** BEGIN **

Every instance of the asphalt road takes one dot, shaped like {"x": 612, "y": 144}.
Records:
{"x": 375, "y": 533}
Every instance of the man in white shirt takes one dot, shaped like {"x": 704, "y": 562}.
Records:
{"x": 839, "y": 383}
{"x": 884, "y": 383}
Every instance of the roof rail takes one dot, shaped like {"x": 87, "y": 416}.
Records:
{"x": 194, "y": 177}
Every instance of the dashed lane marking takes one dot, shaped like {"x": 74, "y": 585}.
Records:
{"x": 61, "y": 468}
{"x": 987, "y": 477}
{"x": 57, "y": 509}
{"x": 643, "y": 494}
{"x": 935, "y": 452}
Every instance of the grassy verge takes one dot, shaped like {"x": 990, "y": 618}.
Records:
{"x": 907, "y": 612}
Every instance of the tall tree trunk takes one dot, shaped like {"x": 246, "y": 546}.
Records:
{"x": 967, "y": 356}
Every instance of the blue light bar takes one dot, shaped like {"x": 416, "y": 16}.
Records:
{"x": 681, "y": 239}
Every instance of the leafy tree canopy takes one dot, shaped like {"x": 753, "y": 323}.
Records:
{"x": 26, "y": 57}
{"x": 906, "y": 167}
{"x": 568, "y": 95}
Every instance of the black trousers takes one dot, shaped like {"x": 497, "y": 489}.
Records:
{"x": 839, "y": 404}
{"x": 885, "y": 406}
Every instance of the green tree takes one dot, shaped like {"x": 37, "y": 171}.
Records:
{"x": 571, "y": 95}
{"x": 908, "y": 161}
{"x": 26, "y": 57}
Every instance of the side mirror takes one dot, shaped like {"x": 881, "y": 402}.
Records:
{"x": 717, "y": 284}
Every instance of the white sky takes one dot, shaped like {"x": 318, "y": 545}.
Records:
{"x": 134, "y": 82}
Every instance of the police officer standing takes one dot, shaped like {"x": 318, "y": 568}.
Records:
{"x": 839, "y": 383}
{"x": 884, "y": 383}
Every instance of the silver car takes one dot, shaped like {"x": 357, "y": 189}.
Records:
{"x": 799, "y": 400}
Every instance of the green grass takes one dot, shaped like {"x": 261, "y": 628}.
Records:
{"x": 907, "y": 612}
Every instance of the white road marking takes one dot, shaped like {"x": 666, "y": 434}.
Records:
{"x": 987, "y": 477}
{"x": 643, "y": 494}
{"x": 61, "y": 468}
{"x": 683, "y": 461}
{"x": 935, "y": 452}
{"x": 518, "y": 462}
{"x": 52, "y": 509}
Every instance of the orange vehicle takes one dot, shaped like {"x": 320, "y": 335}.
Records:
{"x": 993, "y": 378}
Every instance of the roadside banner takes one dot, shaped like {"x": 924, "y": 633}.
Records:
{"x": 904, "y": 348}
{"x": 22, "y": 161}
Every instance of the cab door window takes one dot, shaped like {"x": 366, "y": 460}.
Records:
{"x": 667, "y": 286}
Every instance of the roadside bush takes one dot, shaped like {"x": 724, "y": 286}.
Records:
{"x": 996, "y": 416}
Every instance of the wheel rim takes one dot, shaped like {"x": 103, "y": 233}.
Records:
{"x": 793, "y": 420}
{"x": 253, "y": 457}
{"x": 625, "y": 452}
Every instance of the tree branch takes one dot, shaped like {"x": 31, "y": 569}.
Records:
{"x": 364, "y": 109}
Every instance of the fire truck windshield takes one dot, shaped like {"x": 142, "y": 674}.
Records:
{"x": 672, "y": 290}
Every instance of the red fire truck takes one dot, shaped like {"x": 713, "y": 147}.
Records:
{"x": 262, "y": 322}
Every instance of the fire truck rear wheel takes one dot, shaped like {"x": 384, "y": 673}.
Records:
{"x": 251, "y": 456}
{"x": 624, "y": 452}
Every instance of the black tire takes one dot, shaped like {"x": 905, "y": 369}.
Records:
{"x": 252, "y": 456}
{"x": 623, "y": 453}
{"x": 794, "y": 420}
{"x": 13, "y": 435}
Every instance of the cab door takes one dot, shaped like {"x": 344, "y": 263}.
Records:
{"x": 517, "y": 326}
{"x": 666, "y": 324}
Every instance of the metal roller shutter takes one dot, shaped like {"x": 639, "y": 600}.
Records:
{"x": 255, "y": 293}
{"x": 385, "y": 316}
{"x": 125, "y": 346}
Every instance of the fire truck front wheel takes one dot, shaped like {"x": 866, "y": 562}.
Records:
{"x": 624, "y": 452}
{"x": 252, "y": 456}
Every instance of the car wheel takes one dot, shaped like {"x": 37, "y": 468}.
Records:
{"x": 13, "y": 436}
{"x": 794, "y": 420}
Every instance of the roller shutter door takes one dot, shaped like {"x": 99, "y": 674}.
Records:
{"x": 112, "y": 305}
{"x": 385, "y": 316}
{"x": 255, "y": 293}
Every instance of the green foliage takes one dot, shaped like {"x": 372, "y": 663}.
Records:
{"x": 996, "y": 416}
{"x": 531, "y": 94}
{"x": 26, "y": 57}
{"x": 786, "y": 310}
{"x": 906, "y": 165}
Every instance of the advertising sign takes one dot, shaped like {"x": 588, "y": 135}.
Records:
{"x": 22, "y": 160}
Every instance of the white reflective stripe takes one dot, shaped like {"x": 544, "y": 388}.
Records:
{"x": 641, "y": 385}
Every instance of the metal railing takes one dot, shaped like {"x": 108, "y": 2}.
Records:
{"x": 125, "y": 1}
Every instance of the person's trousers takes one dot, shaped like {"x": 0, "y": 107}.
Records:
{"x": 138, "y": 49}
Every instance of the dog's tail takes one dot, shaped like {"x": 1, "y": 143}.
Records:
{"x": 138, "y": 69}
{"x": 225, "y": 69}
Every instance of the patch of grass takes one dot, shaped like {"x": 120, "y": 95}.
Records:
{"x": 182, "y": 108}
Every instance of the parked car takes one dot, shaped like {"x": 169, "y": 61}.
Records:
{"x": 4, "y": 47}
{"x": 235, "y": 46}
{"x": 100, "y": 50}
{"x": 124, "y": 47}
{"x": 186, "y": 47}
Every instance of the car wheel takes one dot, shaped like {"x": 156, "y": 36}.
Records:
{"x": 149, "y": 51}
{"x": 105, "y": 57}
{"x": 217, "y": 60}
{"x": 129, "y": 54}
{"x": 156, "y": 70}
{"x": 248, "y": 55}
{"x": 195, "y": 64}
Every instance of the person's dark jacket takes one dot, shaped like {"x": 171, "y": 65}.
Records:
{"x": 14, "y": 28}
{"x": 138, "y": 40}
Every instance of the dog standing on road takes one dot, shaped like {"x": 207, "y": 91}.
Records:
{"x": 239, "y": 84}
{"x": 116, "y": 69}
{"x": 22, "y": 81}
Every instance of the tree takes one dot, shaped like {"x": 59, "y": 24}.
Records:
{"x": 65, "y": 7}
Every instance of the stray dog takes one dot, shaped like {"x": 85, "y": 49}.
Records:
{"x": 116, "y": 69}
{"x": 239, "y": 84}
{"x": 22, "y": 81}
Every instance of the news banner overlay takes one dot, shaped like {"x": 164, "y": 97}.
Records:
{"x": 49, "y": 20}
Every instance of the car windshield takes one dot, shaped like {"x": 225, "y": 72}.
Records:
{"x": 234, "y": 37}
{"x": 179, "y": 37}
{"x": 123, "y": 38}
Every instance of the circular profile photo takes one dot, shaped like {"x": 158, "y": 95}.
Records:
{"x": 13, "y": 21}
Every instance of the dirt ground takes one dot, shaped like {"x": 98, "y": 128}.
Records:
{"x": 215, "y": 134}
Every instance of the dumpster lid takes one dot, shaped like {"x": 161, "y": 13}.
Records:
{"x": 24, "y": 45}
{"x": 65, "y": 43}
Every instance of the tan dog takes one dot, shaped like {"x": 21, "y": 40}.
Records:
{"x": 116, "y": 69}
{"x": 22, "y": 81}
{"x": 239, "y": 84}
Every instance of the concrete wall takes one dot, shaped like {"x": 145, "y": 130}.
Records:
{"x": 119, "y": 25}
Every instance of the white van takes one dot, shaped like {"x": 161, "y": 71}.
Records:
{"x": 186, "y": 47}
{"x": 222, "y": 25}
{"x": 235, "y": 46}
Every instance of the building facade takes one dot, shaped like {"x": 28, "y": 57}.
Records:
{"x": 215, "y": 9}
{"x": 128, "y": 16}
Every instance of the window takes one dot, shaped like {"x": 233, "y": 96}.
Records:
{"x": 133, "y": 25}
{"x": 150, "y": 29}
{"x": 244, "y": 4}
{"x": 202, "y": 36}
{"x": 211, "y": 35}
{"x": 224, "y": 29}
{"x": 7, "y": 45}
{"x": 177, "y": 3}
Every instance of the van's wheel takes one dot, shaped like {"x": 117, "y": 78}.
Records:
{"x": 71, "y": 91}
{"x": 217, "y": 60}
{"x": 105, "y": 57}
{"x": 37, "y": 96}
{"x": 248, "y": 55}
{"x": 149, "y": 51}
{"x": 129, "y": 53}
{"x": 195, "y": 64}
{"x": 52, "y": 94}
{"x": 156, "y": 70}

** END **
** BEGIN **

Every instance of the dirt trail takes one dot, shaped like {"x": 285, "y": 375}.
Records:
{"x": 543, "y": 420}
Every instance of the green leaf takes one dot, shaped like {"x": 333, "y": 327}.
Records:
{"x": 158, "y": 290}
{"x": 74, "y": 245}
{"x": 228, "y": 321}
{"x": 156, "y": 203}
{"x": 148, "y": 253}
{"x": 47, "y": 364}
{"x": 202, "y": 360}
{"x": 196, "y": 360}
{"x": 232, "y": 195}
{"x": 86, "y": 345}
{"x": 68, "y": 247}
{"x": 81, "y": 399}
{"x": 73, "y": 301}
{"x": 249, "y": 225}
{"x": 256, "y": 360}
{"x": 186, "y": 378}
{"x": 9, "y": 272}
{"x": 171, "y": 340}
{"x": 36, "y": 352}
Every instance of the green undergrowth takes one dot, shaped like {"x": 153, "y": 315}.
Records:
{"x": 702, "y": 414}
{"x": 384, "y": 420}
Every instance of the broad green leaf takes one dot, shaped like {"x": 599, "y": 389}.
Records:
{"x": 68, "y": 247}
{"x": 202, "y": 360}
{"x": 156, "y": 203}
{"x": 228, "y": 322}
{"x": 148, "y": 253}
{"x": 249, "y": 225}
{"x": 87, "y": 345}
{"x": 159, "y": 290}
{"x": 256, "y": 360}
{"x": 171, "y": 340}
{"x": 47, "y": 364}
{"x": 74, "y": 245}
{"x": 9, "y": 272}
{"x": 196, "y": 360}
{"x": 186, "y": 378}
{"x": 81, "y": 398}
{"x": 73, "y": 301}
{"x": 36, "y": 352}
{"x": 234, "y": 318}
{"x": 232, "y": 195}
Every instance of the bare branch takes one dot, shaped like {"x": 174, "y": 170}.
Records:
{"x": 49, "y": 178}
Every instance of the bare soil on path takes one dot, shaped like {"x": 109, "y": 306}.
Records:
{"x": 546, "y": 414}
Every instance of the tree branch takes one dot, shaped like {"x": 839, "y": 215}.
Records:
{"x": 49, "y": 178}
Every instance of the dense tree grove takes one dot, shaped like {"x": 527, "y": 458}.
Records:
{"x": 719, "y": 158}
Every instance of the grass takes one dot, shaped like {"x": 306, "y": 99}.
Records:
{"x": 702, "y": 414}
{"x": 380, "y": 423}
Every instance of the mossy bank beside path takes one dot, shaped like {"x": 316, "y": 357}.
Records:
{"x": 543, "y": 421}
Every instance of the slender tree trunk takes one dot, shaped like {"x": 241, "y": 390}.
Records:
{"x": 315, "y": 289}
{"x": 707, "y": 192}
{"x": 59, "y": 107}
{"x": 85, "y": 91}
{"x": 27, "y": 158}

** END **

WHAT YOU ARE ASKED TO DO
Count the lines in the records that contain the word "metal", treating uppercase and lowercase as different. Reply with the number only.

ANSWER TO THE PROBLEM
2